(Collected data entries)

- Opening Delimiter -

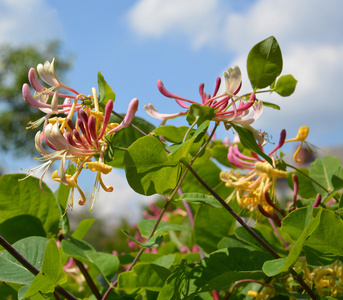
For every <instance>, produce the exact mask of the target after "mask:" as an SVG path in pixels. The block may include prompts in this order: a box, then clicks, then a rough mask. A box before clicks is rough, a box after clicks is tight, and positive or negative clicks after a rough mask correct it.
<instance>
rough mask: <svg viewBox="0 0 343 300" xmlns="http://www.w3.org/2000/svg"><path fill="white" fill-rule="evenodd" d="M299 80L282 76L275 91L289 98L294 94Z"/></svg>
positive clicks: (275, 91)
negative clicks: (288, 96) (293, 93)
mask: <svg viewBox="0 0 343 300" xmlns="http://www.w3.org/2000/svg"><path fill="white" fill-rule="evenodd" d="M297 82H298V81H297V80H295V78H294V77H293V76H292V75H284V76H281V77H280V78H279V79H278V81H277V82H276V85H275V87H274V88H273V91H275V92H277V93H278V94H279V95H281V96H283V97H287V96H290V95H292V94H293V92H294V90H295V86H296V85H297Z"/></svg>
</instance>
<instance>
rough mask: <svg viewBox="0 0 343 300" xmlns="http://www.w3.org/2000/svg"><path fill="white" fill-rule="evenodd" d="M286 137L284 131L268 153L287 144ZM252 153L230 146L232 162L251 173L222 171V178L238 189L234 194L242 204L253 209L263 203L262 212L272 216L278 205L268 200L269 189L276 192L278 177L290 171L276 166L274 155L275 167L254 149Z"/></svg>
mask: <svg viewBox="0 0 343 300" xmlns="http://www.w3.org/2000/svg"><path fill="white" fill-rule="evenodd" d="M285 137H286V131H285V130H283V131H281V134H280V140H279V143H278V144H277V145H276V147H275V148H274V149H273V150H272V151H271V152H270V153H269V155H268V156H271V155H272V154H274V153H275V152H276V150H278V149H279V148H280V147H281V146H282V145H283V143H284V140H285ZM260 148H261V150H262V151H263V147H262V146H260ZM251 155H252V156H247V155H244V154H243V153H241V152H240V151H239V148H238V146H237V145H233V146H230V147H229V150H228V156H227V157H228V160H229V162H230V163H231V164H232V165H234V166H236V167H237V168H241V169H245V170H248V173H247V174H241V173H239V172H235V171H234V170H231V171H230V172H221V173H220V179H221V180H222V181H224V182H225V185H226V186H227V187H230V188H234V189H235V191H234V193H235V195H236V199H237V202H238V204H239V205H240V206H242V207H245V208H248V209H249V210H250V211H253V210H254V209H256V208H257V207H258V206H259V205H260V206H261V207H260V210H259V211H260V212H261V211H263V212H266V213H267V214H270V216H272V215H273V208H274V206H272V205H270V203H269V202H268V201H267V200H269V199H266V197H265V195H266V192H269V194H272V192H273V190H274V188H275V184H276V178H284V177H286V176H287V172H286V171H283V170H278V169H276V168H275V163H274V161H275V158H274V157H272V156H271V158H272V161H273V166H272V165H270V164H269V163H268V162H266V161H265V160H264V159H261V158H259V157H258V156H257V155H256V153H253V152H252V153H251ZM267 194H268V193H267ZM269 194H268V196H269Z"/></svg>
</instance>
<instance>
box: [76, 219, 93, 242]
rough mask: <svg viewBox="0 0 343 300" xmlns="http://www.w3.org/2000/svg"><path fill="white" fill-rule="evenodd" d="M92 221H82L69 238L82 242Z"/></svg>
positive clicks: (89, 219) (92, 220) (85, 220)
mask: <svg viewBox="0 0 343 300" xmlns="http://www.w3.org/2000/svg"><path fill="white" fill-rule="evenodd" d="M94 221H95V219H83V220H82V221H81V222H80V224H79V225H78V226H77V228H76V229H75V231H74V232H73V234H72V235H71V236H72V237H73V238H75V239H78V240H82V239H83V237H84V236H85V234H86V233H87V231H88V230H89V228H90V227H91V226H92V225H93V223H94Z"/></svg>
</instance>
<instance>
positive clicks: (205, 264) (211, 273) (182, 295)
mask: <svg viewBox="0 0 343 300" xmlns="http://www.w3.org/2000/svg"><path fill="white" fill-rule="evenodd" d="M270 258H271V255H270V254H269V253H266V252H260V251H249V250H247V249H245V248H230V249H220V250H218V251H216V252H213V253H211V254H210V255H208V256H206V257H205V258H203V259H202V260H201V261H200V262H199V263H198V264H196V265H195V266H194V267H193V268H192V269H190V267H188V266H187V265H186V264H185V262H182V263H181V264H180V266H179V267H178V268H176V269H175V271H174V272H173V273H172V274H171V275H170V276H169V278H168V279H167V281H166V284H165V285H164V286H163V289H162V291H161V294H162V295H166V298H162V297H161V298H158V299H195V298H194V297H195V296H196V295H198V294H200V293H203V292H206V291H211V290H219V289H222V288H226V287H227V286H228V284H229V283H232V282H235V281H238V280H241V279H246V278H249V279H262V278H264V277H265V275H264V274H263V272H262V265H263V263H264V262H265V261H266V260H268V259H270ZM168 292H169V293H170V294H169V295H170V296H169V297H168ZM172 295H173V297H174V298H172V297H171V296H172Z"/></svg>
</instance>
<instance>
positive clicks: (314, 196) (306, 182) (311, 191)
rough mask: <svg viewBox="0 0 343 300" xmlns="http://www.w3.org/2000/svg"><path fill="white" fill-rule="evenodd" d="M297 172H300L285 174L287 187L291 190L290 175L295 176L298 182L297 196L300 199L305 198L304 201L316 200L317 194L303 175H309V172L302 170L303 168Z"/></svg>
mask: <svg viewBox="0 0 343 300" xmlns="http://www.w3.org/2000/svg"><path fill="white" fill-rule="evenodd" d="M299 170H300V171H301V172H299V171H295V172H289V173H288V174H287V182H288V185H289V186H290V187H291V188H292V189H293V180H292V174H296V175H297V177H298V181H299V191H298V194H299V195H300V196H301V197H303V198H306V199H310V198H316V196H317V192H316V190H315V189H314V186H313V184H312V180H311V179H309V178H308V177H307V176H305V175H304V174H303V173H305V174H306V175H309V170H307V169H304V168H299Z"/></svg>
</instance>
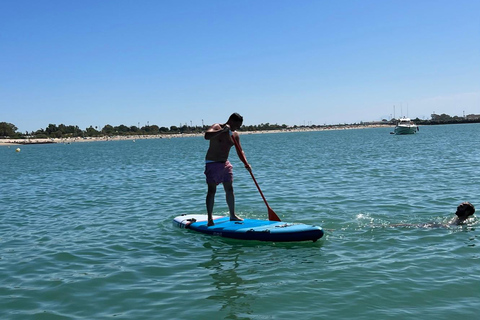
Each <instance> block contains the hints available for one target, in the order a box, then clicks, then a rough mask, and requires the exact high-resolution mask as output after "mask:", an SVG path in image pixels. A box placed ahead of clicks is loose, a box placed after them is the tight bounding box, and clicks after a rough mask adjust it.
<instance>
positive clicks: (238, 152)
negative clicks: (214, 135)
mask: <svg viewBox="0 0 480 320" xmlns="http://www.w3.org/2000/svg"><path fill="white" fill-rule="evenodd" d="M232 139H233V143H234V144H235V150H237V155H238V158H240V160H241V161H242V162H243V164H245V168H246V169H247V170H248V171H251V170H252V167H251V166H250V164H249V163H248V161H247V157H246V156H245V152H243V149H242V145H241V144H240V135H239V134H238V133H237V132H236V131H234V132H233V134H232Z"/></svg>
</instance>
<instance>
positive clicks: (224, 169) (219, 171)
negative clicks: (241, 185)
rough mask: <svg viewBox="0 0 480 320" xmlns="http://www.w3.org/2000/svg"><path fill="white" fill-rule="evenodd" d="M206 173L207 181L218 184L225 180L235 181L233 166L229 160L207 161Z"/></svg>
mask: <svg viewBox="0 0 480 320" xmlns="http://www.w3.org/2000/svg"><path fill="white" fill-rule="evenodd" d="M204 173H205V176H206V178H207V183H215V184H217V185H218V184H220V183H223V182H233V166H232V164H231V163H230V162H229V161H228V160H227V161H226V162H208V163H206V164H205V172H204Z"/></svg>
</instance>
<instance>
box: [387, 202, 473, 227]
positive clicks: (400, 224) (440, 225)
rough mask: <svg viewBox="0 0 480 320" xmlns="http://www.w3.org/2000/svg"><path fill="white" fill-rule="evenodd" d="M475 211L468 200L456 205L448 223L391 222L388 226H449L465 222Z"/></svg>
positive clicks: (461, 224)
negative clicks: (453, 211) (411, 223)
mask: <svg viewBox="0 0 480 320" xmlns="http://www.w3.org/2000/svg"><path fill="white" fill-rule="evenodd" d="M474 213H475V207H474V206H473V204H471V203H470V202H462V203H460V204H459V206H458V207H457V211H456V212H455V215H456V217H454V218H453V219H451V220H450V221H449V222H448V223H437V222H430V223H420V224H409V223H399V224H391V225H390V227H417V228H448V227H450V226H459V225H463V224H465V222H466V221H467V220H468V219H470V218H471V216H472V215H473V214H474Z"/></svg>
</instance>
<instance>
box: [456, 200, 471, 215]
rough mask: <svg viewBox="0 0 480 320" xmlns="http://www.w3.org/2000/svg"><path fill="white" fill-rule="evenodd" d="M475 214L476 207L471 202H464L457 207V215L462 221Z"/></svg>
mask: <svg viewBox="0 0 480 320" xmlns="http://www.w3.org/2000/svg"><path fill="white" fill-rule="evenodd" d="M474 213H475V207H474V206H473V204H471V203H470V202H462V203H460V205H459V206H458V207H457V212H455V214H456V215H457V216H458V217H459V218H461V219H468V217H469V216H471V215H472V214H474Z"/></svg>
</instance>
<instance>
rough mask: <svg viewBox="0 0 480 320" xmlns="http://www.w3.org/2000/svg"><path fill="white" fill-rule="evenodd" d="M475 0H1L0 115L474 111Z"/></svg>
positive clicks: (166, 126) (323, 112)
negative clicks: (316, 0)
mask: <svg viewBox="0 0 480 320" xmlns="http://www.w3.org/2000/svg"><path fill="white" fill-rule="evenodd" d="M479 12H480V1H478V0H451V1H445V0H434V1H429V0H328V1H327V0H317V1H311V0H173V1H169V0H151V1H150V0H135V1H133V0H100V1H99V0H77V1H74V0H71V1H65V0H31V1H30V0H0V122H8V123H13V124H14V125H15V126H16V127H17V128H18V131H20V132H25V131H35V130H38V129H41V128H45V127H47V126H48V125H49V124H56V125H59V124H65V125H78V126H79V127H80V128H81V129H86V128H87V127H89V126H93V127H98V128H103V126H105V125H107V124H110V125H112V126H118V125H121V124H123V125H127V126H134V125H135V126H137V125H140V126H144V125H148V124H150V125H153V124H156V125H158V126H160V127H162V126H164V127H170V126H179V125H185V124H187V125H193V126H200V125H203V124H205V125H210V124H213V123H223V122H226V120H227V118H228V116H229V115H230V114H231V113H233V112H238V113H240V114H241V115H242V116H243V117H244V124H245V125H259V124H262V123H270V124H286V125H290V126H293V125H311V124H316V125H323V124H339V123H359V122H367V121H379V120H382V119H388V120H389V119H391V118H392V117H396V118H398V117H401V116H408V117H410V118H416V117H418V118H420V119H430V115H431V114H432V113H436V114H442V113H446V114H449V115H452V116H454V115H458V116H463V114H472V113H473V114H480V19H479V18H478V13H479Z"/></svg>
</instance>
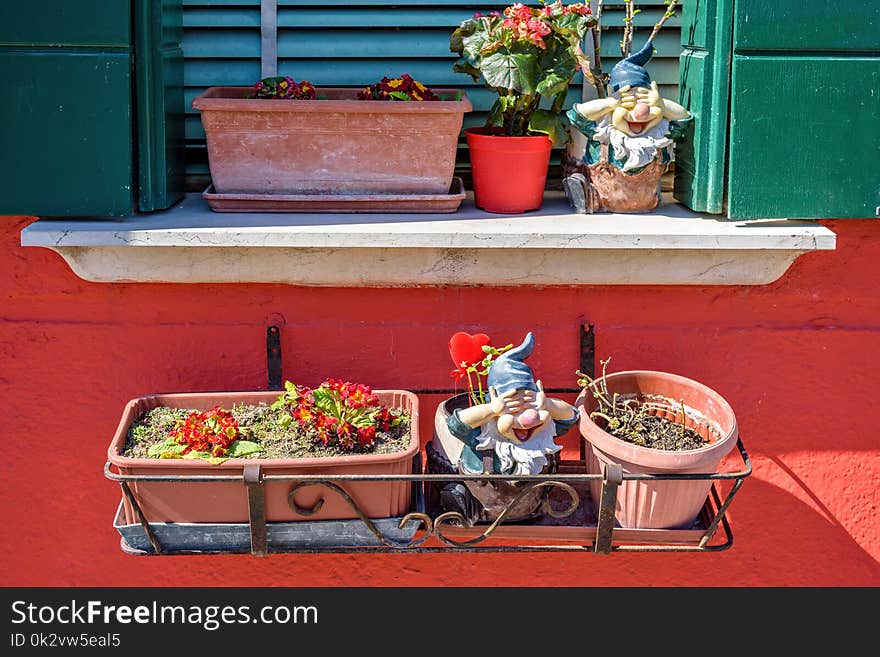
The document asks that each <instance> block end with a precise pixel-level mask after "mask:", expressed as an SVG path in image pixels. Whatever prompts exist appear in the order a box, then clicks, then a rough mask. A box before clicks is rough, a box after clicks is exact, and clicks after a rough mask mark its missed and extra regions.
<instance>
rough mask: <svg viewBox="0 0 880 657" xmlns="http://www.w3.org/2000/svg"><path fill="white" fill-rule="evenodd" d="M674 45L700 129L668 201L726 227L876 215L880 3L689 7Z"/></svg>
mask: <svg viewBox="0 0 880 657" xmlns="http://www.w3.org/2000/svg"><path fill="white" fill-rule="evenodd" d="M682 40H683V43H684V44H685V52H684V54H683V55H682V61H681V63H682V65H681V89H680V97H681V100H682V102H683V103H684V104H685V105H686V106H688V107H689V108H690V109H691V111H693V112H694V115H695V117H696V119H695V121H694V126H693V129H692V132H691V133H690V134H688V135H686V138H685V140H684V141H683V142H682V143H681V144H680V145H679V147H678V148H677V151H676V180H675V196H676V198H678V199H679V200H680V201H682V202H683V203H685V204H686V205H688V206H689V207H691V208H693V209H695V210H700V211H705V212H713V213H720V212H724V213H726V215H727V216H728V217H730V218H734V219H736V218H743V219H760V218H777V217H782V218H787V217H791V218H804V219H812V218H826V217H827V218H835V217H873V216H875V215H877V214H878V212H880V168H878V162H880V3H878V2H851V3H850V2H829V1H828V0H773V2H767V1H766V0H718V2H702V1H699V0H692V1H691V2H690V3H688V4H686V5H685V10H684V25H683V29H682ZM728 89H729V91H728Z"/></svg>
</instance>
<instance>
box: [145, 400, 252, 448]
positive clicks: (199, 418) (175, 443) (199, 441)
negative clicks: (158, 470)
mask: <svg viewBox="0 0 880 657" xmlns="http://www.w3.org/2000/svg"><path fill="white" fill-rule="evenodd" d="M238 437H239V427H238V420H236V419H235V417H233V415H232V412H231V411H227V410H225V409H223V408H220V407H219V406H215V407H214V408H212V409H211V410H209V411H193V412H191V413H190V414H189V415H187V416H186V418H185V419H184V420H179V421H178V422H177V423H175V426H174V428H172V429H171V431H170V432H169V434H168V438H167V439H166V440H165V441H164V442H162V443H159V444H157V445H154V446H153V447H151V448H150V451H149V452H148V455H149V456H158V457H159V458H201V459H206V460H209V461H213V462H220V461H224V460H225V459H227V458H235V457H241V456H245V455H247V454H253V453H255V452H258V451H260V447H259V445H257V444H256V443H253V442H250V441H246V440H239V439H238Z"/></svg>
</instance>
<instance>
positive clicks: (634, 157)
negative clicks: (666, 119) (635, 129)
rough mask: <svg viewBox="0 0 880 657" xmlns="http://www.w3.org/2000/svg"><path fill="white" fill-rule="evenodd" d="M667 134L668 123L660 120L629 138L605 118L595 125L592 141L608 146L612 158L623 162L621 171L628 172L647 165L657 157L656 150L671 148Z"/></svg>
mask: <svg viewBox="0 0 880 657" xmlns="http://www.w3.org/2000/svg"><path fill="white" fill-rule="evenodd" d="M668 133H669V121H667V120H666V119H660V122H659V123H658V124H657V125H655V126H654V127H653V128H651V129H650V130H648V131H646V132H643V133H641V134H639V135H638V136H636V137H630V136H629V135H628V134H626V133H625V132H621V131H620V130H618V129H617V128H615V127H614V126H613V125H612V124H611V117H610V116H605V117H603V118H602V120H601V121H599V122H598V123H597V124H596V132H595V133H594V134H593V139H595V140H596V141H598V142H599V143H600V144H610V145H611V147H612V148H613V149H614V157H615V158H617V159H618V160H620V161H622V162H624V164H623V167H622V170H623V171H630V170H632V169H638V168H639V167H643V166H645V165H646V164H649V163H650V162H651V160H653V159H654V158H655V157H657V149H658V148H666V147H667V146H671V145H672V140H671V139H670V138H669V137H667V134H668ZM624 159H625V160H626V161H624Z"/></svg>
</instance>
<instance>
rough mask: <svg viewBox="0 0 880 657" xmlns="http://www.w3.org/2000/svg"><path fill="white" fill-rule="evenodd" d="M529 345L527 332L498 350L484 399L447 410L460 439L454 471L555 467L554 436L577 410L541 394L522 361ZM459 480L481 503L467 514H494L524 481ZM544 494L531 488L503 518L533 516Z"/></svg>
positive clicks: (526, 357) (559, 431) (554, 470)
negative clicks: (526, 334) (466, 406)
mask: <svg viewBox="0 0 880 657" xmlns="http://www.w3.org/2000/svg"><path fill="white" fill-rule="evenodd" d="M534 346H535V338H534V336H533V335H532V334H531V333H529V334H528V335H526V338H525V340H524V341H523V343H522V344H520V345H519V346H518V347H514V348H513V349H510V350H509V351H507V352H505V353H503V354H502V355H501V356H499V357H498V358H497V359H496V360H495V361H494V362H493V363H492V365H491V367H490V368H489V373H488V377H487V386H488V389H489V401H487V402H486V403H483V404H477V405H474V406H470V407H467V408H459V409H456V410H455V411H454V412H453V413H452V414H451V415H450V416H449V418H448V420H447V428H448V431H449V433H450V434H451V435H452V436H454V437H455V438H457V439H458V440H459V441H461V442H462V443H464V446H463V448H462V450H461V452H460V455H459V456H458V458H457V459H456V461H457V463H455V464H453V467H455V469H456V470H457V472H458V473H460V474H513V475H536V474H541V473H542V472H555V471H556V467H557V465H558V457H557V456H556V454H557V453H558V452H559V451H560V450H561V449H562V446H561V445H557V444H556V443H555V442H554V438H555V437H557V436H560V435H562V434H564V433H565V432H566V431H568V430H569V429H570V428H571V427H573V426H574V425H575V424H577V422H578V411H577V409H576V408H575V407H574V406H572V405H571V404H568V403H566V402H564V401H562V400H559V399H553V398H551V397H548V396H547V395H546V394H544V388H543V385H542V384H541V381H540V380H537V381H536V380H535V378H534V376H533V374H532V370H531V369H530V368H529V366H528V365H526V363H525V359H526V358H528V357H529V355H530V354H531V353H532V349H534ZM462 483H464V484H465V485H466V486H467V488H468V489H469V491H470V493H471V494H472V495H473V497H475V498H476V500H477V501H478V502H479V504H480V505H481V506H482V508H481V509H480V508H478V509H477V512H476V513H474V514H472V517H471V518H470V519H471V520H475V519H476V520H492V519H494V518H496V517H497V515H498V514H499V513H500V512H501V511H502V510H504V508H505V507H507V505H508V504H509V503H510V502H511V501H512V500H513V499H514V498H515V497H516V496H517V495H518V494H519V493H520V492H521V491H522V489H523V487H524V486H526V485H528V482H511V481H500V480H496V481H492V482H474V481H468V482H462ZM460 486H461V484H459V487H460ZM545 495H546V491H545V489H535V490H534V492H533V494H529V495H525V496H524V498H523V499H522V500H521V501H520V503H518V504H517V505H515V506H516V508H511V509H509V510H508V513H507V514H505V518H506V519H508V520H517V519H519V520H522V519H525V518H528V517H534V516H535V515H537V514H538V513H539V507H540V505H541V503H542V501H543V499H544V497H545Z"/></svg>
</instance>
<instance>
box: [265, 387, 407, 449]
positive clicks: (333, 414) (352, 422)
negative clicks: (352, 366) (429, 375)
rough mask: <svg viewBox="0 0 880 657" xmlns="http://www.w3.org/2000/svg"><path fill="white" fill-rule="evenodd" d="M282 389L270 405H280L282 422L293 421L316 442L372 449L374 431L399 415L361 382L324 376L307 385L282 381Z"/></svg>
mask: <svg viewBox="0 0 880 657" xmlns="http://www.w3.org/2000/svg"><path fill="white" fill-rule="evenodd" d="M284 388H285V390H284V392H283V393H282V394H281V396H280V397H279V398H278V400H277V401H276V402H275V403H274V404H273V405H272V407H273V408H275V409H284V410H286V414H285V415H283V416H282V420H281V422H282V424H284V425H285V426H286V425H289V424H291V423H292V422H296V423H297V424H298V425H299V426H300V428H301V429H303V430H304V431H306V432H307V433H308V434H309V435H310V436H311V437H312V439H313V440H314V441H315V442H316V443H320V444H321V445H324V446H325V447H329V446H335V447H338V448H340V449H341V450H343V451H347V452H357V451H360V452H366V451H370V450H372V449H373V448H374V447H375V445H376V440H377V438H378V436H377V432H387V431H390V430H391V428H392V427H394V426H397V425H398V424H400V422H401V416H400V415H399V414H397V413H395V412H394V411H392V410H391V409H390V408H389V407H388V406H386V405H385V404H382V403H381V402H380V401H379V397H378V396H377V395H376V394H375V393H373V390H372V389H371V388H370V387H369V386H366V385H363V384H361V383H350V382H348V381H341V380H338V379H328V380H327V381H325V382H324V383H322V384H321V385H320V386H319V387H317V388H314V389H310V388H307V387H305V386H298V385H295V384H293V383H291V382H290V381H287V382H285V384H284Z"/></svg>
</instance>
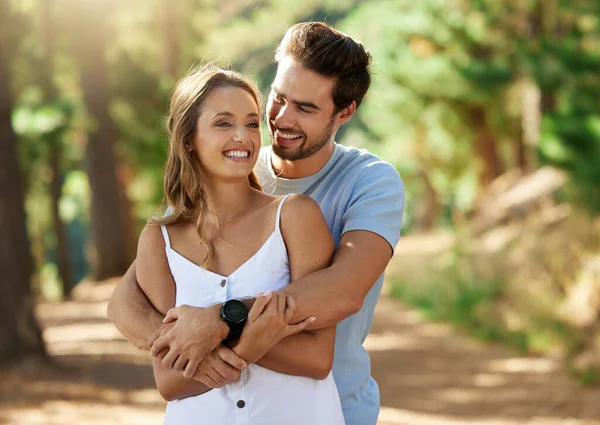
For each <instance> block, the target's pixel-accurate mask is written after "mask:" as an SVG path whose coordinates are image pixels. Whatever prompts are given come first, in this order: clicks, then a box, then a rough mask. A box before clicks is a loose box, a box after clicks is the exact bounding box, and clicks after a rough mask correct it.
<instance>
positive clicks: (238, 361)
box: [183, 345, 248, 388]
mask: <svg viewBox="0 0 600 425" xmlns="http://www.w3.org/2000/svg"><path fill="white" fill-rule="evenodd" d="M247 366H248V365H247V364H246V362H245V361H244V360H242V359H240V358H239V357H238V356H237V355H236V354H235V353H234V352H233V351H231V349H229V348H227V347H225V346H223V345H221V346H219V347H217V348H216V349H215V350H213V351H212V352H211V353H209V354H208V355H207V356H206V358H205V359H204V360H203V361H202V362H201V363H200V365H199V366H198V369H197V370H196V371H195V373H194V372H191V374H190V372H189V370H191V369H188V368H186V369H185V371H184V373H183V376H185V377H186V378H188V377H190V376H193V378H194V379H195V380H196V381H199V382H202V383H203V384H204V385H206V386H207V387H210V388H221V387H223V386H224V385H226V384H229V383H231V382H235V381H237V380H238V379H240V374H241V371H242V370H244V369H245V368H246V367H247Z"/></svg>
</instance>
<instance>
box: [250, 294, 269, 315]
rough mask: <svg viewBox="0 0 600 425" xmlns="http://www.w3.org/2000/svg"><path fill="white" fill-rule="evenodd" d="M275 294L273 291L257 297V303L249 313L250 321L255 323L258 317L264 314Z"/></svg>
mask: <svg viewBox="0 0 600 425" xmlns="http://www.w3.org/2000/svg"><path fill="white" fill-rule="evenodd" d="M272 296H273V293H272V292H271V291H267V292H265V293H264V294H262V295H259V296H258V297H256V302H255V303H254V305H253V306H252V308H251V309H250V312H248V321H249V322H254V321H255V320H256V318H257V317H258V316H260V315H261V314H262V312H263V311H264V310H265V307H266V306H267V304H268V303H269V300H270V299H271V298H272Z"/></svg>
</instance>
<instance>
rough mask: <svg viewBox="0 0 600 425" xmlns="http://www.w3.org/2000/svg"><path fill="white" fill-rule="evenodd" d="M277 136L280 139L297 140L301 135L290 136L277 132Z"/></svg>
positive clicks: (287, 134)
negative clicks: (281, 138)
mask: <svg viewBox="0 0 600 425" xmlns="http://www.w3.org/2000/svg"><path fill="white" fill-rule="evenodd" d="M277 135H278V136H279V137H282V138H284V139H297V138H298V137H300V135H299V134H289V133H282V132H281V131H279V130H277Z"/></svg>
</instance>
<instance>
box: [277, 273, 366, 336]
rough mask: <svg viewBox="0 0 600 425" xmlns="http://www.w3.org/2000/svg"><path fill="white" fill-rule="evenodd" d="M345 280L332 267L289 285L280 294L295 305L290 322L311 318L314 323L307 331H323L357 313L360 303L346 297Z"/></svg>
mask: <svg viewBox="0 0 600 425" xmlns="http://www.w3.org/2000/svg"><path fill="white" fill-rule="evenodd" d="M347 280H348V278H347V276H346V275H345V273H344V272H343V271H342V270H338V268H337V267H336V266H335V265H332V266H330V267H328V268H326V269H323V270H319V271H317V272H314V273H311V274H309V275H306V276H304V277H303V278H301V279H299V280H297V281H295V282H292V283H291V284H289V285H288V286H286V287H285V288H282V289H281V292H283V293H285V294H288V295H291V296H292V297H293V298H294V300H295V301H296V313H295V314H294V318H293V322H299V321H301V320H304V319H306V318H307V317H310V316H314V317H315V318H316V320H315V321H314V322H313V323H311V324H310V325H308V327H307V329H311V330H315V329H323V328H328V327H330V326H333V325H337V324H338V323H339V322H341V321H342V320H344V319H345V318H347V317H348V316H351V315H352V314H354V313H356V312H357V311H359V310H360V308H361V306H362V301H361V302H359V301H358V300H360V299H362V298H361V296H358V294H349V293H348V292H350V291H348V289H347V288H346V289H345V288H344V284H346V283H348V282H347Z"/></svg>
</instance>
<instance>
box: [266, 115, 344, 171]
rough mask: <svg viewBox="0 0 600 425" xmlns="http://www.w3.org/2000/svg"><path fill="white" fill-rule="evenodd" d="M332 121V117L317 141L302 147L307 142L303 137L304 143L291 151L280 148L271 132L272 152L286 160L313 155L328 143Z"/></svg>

- Closing Delimiter -

-- AIM OF THE EXERCISE --
Gather each line in the rows above that contains the word "correct".

-- PROBLEM SOLUTION --
For every <instance>, produce the exact mask of the target after "mask:" as an SVG path in pixels. The block may include prompts in this order: a box, then clicks, then a rough mask. A box before clicks is rough, a box after clicks is tight, and positive or negative clicks after a rough mask correct it.
For each <instance> block, the target's pixel-accurate mask is written after "mask:" as an SVG path whose coordinates are image pixels. Whatever prompts are given come first, in this order: clicks, then a box, then a rough mask. A box before clicks is a loose box, a box after clicks is the exact bounding box, and clicks after a rough mask correct it.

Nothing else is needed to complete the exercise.